- _Given data_
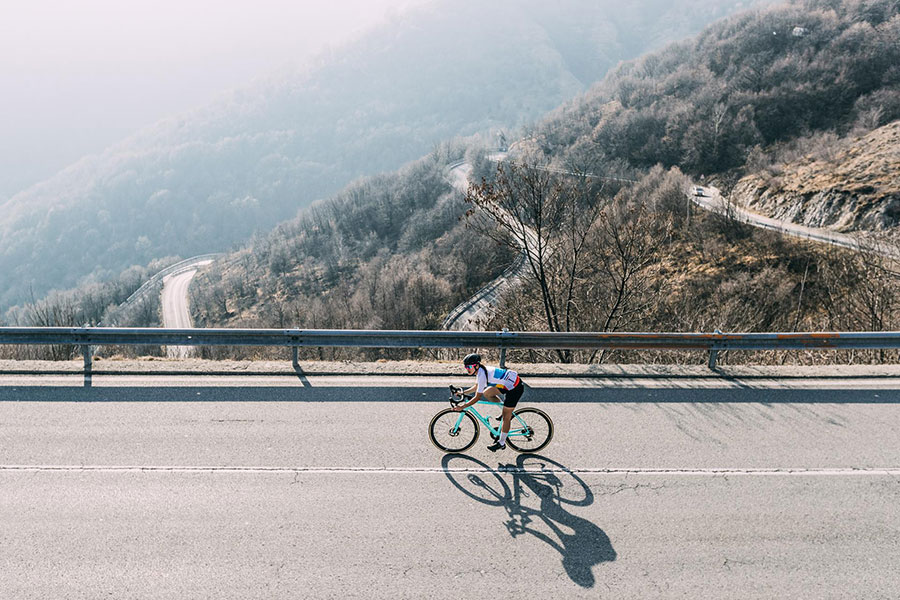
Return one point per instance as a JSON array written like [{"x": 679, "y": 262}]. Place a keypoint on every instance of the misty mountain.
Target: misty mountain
[
  {"x": 392, "y": 252},
  {"x": 207, "y": 179}
]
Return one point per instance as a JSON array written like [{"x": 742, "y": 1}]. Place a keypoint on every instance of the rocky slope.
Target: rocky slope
[{"x": 852, "y": 186}]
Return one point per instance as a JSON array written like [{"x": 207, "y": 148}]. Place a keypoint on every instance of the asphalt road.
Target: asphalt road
[
  {"x": 309, "y": 487},
  {"x": 175, "y": 312}
]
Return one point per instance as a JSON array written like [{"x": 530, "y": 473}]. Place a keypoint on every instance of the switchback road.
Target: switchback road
[{"x": 321, "y": 487}]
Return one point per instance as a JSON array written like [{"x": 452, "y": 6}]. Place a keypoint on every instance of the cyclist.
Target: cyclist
[{"x": 490, "y": 382}]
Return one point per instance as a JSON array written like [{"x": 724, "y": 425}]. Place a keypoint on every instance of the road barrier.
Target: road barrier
[{"x": 713, "y": 343}]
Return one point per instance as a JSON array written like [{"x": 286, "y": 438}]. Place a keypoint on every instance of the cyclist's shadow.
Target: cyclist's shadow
[{"x": 581, "y": 543}]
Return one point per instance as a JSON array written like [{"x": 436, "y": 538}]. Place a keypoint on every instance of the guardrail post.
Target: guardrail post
[
  {"x": 86, "y": 352},
  {"x": 503, "y": 352},
  {"x": 714, "y": 353}
]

- _Aim of the exercise_
Put each line of the records above into a two-column Markdown table headed Row and Line, numbering the rows in order and omitting blank lines and the pictures.

- _Correct result_
| Row | Line |
|---|---|
| 1 | Return one point per instance as a JSON array written like [{"x": 679, "y": 262}]. Place a keypoint on every instance of the misty mountain. |
| 2 | Target: misty mountain |
| 3 | [ |
| 4 |   {"x": 392, "y": 252}, |
| 5 |   {"x": 207, "y": 179} |
| 6 | ] |
| 7 | Return one point per instance as a JSON array written like [{"x": 742, "y": 1}]. Place a keypoint on every instance of the rocky slope. |
| 8 | Target: rocky slope |
| 9 | [{"x": 852, "y": 186}] |
| 10 | Return one point per instance as a JSON array written like [{"x": 207, "y": 148}]. Place a keypoint on every instance of the asphalt road. |
| 11 | Target: asphalt road |
| 12 | [ |
| 13 |   {"x": 309, "y": 487}, |
| 14 |   {"x": 175, "y": 312} |
| 15 | ] |
| 16 | Return one point per instance as a JSON array written like [{"x": 530, "y": 473}]. Place a keypoint on every instance of the switchback road. |
| 17 | Target: switchback road |
| 18 | [{"x": 321, "y": 487}] |
| 19 | Return one point per instance as a JSON array written like [{"x": 452, "y": 6}]. Place a keypoint on every instance of the cyclist. |
| 20 | Target: cyclist |
| 21 | [{"x": 490, "y": 382}] |
| 22 | Return one point per instance as a JSON array written like [{"x": 724, "y": 425}]. Place a keypoint on every instance of the road barrier. |
| 23 | Target: road barrier |
| 24 | [{"x": 713, "y": 343}] |
| 25 | Return one point per instance as a JSON array written like [{"x": 286, "y": 438}]. Place a keypoint on every instance of the cyclist's shadow. |
| 26 | Target: cyclist's shadow |
| 27 | [{"x": 581, "y": 543}] |
| 28 | Return one point per instance as a JSON array written like [{"x": 436, "y": 538}]. Place a keypoint on every instance of the guardrail post. |
| 29 | Target: guardrail post |
| 30 | [ |
| 31 |   {"x": 86, "y": 352}, |
| 32 |   {"x": 503, "y": 352}, |
| 33 |   {"x": 714, "y": 353} |
| 34 | ] |